Metin:
◆ ◆ ◆ ◆ ◆

Mlliyet Milliyet Blog Milliyet Blog
 
Facebook Connect
Blog Kategorileri
 

09 Nisan '16

 
Kategori
Söyleşi
 

N. İpek Gökdel: "İstanbul tahterevallinin ortası, dengede tutuyor dünyayı…"

N. İpek Gökdel: "İstanbul tahterevallinin ortası, dengede tutuyor dünyayı…"
 

Geçen hafta Karakalem – Bir Delikanlının Tuhaf Hikâyesi adlı romana başladım. Çok heyecanlı ve sürükleyici bu güzel romanı başlamam ve bitirmem bir oldu. Çok sürükleyici... N. İpek Gökdel’in yazdığı roman size unutamayacağınız tılsımlı bir İstanbul hikâyesi sunuyor. Reklamcılık, ardından TV yapımcılığı, şimdi de kitap yazan N. İpek Gökdel ile romanın başkarakteri; beş yüz yıllık tılsımlı gömleğin gücüyle geçmişten el alan İstanbul’un muhafızı delikanlı Yavuz’un okulu Galatasaray Üniversitesi’nde buluştuk. Binalardan birisi roman yazarı İpek Hanım’ın lise yıllarındaki okulu ve yatakhanesiymiş, kendisi uzun yıllar sonra okulunu görünce çok sevindi ve duygulandı.

 

İpek Hanım kitabınız Karakalem ve Bir Delikanlının Tuhaf Hikâyesi’nden bahseder misiniz?

◆ ◆ ◆ ◆ ◆

Verilen veriler:
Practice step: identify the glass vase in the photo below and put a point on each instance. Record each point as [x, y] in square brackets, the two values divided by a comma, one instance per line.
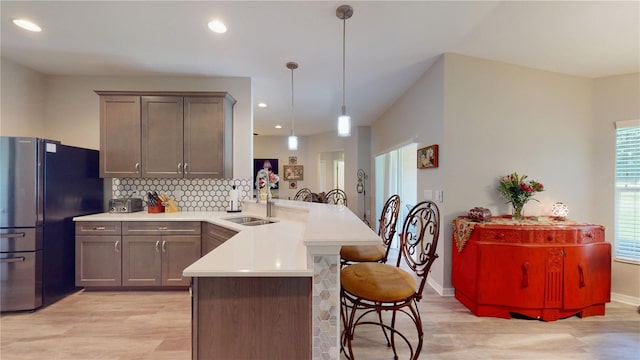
[518, 212]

◆ ◆ ◆ ◆ ◆

Görev amacı: N. İpek Gökdel ile Karakalem romanı üzerine yapılan söyleşiyi, son soruya verilecek yanıtla başlayarak sürdürün.

Görevin sonucu:
Karakalem; Osmanlı’nın en değerli kültür mirası “şifa gömlekler” etrafında şekillenen, İstanbul için yapılmış  gizemli tılsımları , binlerce yıldır anlatılagelen efsaneleri dillendiren bir roman... Hikaye; 500 yıl önce Yavuz Sultan Selim için dokunan bir tılsımlı gömlekle başlıyor. Anadolu’nun bağrında, Denizli’de hiç erkek torunu olmayan basit bir dokumacı, bir gün kendi döneminin padişahı için tılsımlı bir gömlek dokur. Eşref saatinde  padişah için ısmarlanan gömleği tılsımlarken, -saraydan gizli-  ikinci bir gömlek de dokur; “Bir gün bir erkek torunum olursa, cihan padişahı kadar güçlü olsun ve onun gücü buna geçsin.” Der. Beş yüz yıl sonra bir delikanlı o gömüyü bulur ve üniversitede okumak üzere İstanbul’a gelir. Aslında  delikanlının savcı olmak ve anne ve babasının katilini  bulmaktan başka amacı yoktur ama olaylar öyle gelişir ki, İstanbul’u Türklerden almak isteyenlerle savaşırken bulur kendini.... İstanbul’un muhafızına dönüşür.

Uzun yıllar reklamcılık ve TV yapımcılığı yaptınız. Neden roman yazdınız?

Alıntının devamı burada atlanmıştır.